▶ Input material:
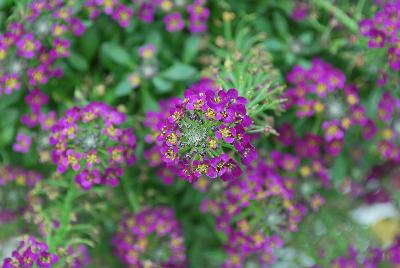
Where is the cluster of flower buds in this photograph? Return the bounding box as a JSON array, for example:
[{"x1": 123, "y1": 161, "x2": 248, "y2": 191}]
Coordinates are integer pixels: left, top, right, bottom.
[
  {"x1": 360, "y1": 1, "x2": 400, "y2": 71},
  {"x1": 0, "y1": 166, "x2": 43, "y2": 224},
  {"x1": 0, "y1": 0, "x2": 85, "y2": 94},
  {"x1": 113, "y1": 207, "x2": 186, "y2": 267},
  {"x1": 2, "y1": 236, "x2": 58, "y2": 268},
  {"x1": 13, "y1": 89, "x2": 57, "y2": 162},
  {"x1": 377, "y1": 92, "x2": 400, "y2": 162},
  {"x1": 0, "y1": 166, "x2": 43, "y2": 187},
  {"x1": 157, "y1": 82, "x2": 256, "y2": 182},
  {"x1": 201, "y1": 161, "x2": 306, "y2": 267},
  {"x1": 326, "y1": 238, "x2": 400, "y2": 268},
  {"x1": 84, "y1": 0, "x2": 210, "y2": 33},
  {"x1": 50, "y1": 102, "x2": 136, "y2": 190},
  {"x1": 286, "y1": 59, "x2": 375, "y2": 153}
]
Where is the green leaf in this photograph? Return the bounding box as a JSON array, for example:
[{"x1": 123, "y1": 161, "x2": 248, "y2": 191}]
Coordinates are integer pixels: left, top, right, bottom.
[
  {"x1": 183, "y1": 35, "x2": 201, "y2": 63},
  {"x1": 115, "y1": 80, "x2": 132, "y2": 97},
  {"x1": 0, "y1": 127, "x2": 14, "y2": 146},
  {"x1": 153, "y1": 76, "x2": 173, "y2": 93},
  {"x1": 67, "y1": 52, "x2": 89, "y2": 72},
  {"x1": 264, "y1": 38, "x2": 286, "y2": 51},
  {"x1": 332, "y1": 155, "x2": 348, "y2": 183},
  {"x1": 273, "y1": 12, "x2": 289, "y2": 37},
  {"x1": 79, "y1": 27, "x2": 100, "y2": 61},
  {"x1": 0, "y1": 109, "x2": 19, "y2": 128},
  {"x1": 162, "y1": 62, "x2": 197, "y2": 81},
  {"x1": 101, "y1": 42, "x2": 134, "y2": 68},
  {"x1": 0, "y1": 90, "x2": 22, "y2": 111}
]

==

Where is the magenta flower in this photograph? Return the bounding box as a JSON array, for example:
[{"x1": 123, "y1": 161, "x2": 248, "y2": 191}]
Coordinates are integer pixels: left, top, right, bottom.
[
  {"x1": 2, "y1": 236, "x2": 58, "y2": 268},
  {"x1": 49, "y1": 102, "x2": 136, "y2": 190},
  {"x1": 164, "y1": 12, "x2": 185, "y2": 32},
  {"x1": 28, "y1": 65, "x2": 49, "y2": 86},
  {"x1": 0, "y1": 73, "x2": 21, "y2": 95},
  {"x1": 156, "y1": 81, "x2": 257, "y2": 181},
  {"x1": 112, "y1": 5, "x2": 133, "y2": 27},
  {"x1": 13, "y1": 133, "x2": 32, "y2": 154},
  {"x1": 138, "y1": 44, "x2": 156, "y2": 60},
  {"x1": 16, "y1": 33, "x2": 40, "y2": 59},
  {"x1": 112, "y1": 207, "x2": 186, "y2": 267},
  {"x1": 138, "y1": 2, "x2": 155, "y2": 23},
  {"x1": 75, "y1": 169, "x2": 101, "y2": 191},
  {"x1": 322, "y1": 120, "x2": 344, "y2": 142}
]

==

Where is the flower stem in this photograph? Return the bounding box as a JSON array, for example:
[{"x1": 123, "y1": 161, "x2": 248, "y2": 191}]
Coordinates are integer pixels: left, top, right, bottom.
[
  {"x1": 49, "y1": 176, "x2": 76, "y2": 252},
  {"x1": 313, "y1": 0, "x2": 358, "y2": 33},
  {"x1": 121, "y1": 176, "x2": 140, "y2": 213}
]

▶ Job: How many lines in the records above contain the word "flower"? Case counts. Reply with the number alone.

▶ Final answer: 3